Exercise description:
Set down each line from the line holding "Phrase: truck cab interior" to the last line of the entries below, exactly, with both ends included and without pictures.

· · · · ·

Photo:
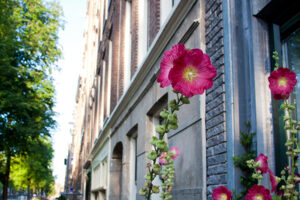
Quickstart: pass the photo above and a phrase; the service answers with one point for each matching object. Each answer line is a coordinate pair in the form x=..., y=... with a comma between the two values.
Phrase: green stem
x=158, y=152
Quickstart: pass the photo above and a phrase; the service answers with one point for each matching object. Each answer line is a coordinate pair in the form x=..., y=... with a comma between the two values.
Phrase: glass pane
x=291, y=53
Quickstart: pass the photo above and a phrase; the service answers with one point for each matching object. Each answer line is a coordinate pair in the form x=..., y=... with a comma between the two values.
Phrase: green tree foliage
x=28, y=52
x=33, y=169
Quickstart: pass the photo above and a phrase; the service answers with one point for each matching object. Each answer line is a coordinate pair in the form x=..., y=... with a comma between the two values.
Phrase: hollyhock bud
x=162, y=159
x=175, y=152
x=262, y=160
x=152, y=155
x=221, y=193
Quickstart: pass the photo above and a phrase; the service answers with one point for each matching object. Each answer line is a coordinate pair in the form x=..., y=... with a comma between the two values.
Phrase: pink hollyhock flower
x=192, y=73
x=279, y=97
x=282, y=82
x=221, y=193
x=263, y=161
x=167, y=63
x=162, y=158
x=175, y=152
x=273, y=180
x=258, y=192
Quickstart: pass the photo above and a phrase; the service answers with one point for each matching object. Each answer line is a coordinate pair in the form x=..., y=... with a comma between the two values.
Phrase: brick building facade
x=118, y=99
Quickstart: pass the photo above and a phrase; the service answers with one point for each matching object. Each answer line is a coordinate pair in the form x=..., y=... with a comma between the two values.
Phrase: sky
x=71, y=41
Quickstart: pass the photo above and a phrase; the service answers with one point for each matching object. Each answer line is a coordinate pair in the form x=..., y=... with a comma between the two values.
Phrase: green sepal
x=155, y=189
x=185, y=100
x=173, y=119
x=154, y=140
x=173, y=126
x=160, y=129
x=157, y=169
x=143, y=191
x=161, y=144
x=152, y=155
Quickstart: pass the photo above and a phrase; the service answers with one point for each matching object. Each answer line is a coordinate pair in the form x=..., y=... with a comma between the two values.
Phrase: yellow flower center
x=282, y=81
x=223, y=197
x=259, y=197
x=190, y=73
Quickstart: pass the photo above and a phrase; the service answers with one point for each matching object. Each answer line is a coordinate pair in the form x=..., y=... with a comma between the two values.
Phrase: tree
x=28, y=50
x=33, y=170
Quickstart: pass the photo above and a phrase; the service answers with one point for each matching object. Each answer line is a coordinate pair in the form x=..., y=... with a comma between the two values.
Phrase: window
x=108, y=80
x=142, y=30
x=127, y=56
x=290, y=57
x=103, y=95
x=165, y=9
x=133, y=165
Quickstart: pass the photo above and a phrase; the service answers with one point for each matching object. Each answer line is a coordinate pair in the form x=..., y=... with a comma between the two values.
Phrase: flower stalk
x=162, y=154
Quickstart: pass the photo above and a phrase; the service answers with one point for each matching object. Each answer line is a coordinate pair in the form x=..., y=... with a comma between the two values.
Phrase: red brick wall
x=134, y=39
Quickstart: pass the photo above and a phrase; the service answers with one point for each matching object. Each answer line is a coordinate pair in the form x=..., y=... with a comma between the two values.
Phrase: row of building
x=118, y=99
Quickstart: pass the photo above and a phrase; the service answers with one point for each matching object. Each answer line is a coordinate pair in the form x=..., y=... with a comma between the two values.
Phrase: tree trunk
x=6, y=178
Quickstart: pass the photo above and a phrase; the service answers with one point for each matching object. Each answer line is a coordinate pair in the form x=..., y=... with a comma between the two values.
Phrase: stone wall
x=215, y=99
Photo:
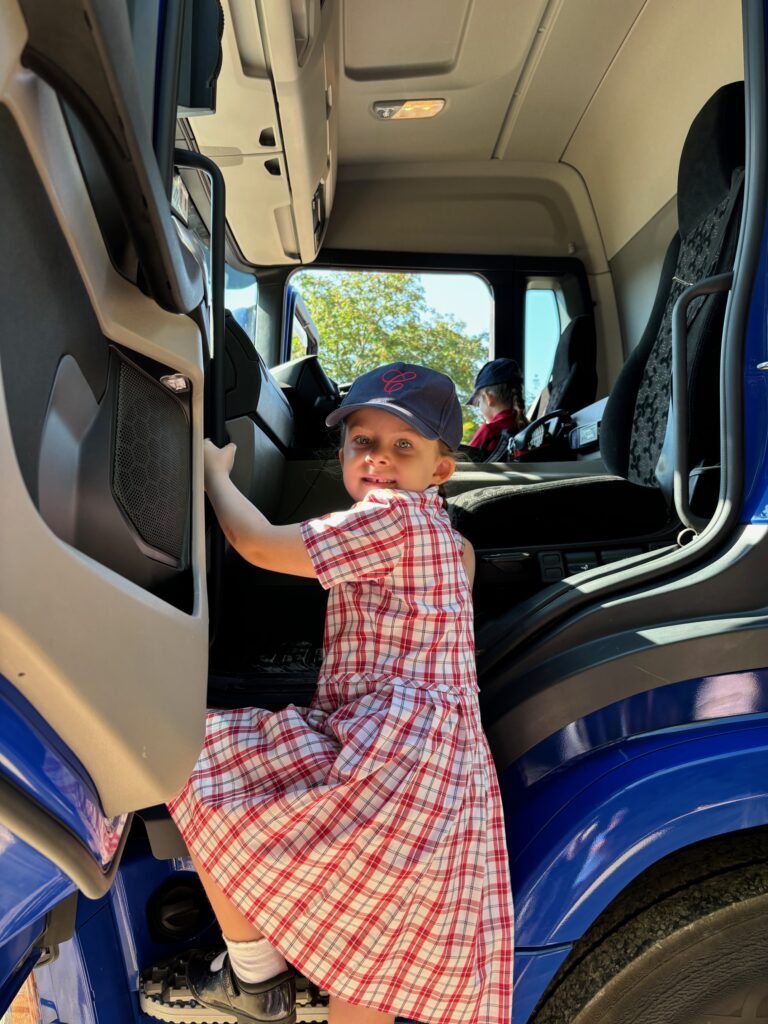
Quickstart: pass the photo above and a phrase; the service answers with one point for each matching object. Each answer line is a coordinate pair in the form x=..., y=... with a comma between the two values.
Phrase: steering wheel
x=544, y=430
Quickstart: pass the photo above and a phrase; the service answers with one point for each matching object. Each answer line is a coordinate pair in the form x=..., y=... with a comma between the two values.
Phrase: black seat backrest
x=636, y=426
x=572, y=383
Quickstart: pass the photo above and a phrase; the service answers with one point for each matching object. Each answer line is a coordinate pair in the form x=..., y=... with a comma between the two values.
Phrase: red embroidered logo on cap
x=394, y=380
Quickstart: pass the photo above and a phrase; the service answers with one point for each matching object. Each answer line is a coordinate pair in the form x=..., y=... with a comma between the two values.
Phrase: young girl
x=359, y=840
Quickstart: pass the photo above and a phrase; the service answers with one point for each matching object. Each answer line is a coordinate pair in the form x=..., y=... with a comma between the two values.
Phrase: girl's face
x=382, y=451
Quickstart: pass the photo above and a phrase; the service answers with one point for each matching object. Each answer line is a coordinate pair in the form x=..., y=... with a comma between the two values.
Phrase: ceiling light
x=407, y=110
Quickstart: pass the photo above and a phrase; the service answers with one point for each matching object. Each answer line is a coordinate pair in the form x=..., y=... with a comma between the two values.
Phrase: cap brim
x=386, y=407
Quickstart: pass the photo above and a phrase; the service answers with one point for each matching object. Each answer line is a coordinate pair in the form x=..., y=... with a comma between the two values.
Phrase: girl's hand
x=217, y=462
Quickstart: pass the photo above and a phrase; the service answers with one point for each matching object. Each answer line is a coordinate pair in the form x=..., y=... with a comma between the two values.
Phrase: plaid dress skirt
x=364, y=836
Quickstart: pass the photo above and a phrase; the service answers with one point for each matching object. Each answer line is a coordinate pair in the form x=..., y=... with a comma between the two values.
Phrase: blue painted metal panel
x=665, y=793
x=31, y=886
x=534, y=971
x=36, y=761
x=17, y=957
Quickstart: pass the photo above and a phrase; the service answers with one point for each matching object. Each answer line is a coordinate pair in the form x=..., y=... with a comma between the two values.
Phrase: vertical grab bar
x=708, y=286
x=187, y=158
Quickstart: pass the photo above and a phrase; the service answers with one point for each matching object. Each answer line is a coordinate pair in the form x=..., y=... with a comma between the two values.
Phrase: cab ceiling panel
x=627, y=144
x=580, y=41
x=471, y=54
x=273, y=132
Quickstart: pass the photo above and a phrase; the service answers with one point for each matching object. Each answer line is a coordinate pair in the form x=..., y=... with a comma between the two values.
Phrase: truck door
x=103, y=341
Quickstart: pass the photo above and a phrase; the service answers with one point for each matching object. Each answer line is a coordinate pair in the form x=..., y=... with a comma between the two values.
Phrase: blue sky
x=468, y=297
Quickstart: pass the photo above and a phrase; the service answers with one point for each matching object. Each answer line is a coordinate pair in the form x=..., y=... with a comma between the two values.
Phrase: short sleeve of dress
x=364, y=543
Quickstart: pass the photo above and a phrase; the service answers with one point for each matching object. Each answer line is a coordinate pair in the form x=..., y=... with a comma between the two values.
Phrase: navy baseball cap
x=425, y=398
x=501, y=371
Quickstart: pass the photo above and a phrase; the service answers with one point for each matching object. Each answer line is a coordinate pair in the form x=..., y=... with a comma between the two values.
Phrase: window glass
x=299, y=341
x=365, y=318
x=241, y=294
x=542, y=335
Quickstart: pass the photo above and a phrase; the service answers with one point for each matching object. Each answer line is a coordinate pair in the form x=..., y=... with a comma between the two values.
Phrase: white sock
x=252, y=962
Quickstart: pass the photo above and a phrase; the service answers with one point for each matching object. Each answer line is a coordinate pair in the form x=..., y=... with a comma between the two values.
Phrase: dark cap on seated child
x=498, y=393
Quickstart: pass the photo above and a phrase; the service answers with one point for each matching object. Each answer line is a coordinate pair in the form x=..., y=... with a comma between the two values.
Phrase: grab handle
x=708, y=286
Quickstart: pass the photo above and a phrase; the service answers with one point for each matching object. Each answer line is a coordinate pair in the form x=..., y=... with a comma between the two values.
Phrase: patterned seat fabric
x=636, y=430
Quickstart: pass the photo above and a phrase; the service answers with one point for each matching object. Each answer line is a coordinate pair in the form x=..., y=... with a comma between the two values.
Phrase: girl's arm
x=276, y=548
x=468, y=557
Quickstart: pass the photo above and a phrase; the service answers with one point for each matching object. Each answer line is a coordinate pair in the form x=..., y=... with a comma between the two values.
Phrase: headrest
x=713, y=150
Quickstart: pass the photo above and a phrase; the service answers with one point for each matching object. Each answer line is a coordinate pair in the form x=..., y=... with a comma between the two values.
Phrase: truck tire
x=697, y=954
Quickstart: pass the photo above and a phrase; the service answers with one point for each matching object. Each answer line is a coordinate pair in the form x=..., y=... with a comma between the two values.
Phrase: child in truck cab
x=358, y=841
x=498, y=394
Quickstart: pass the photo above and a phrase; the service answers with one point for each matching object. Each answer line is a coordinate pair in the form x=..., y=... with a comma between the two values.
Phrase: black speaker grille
x=151, y=472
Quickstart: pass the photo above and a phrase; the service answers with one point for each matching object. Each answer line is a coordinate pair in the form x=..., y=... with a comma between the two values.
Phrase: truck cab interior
x=165, y=175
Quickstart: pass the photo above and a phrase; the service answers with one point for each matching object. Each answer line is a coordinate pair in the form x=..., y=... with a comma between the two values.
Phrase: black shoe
x=184, y=990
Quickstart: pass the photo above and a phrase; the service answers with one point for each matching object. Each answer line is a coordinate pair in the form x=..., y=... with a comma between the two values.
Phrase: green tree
x=366, y=318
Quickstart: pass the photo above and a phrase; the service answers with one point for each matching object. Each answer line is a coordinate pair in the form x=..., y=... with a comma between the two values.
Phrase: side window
x=241, y=295
x=542, y=334
x=304, y=333
x=366, y=317
x=299, y=344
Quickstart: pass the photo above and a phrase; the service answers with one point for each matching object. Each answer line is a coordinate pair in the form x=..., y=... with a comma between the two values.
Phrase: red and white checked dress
x=364, y=836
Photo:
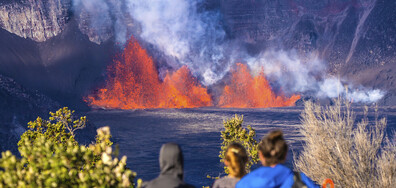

· · · · ·

Written response:
Phrase: truck cab interior
x=165, y=175
Quickstart: pass the photo above and a phrase; the service answers with one point for each matching object. Each answer line is a coordinate pair in the form x=..., y=... with a comma between the two values.
Phrase: black shoe
x=184, y=990
Quickstart: pass the photo above and a phrase; the service answers with one point for each matching object. Each answer line is a coordinate pair in the form x=..., y=... with a comma between the two values.
Phrase: green tree
x=366, y=318
Quickstart: pass the photo above and a phrase; the service answers with one point for each matching object. Each answer line is a coordinate pair in the form x=..., y=... with a comma between the two values.
Phrase: side window
x=241, y=295
x=542, y=334
x=304, y=333
x=366, y=317
x=299, y=344
Quickstart: pass the photo above and a phrase; the service answers with one point for each matching object. Each answer line is a coordinate pair in the form x=..., y=... with a comma between the two values.
Phrase: red and white checked dress
x=364, y=836
Photo:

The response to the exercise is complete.